- **EXERCISE GOAL**:
In the listing below, transcribe the line that contains "Phrase: vertical post" and all lines following it, ending with the last line. Add nothing.

RAW DATA Start Marker

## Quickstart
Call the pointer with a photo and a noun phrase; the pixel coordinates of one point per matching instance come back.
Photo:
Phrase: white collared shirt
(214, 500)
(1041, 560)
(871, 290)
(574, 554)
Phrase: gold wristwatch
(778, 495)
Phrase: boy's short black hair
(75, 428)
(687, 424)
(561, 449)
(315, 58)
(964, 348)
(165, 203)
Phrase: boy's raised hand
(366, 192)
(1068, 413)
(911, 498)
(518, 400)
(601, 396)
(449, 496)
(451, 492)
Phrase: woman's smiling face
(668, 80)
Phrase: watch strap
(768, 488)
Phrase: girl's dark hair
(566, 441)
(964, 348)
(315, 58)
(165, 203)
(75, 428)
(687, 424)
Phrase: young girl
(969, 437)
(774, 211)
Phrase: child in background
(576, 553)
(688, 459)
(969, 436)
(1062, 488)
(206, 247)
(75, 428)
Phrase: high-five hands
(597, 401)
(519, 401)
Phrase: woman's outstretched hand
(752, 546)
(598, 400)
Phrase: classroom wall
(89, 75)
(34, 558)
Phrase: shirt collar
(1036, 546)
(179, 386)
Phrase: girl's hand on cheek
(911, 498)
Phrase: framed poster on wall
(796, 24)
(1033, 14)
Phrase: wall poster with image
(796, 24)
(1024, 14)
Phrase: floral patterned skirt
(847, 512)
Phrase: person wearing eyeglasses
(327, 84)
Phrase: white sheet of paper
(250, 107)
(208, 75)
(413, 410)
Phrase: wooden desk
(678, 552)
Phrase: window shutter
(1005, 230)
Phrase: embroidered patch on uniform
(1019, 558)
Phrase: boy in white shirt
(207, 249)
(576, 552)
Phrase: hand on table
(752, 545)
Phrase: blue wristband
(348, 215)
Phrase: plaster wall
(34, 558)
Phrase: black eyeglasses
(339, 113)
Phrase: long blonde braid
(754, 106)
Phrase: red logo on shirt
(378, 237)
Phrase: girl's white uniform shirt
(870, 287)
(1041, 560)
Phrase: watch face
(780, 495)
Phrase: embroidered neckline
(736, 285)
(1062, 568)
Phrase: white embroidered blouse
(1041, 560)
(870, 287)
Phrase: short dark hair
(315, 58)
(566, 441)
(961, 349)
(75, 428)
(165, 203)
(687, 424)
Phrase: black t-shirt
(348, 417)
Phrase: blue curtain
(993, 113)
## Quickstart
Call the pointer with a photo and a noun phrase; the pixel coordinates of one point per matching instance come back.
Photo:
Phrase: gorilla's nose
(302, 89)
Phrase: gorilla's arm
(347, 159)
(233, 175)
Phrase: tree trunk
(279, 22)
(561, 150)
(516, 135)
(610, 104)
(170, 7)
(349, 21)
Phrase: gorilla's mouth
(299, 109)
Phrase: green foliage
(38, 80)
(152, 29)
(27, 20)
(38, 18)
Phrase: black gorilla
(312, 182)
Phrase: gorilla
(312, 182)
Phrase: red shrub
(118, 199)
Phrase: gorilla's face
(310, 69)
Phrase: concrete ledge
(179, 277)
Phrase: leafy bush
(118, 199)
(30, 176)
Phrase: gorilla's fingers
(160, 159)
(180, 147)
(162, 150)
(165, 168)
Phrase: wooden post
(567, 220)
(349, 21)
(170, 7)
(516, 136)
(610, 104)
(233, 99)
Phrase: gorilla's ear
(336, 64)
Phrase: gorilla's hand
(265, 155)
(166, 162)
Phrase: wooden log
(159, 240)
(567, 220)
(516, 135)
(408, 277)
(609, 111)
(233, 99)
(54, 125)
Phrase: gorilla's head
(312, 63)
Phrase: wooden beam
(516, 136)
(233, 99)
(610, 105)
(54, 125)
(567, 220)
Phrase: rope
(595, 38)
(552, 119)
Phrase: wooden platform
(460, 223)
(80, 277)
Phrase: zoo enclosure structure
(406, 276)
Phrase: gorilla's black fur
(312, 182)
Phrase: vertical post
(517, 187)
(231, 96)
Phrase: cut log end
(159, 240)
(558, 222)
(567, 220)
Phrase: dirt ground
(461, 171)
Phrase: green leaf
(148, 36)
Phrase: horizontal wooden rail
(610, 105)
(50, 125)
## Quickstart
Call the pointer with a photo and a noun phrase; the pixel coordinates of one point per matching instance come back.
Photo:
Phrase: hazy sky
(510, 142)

RAW DATA End Marker

- **WRITTEN REPLY**:
Phrase: vertical post
(517, 187)
(231, 96)
Phrase: cut log end
(159, 240)
(558, 222)
(567, 220)
Phrase: dirt ground
(461, 171)
Phrase: green leaf
(148, 36)
Phrase: horizontal wooden rail
(610, 105)
(50, 125)
## Quickstart
Call the pointer with a photo and a noun phrase; the pixel coordinates of one point per matching instance come back.
Photo:
Phrase: hazy sky
(510, 142)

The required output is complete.